## Your tasks
1. According to the statement about the Shell gift, what transition is the main focus of Professor Gladden's proposed research meant to support?
2. Reproduce the statement about the Shell gift, copying everything from "Professor Chris Abell, the" down to "and academic research.".
3. Carry on writing the statement about the Shell gift from the point where it stops.

## Extract to read
********************

Professor Chris Abell, the University's Pro-Vice-Chancellor for Research, corrects reporting of gift to the University and clarifies relationship between donors and academic research.

With regard to the Guardian report: Cambridge accepts £6m Shell donation for oil extraction research (5 November 2019), I would like to correct some misleading and inaccurate claims in this article.

It is disappointing that though we provided full facts to the Guardian regarding this gift, they have misrepresented the research as focused on 'oil extraction', which is simply not accurate.

The main focus of Professor Gladden’s proposed research related to the gift is to support the transition to a zero-carbon economy by improving chemical reactions in fuel cells, electrolyzers and making chemical processes for industrial use more sustainable.

This is one of many long-running programmes that is transitioning to a clean-energy focus, though retains some small and declining aspect related to extraction.

The article implies wrongly that donors have undue influence on the course of the research they fund. Academic freedom is a fundamental principle of the University, and no donor directs research that they fund - this is core to our mission, and our integrity. Any suggestion to the contrary is false.

********************

## Collection entries
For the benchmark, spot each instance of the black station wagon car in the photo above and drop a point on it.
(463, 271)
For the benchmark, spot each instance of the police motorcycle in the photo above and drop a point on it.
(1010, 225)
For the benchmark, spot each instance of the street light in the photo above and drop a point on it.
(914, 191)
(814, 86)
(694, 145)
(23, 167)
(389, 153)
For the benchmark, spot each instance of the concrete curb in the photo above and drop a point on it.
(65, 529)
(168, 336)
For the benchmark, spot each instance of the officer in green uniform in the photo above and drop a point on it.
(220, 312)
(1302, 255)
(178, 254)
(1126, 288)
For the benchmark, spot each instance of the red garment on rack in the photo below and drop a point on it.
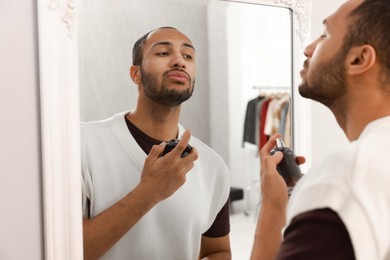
(262, 137)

********************

## Responses by item number
1. The transition to a zero-carbon economy.

2.
Professor Chris Abell, the University's Pro-Vice-Chancellor for Research, corrects reporting of gift to the University and clarifies relationship between donors and academic research.

3.
Similarly, there were significant exclusions of evidence provided to the Guardian for this piece around the transparency we are committed to achieving and our consultative approach. It is important to note, for example, that a student campaign group, alongside Friends of the Earth, members of the University Council, Shell and the University’s Committee on Benefactions and External and Legal Affairs (CBELA) together discussed guidelines for philanthropic donations from the fossil fuel industry. This is in line with the University's approach to have a mature and considered debate on these issues, with all viewpoints represented.

The University of Cambridge is building on its existing research and launching an ambitious new environment and climate change initiative. Cambridge Zero is not just about developing greener technologies. It will harness the full power of the University’s research and policy expertise, developing solutions that work for our lives, our society and our biosphere.

Professor Chris Abell, Pro-Vice-Chancellor for Research.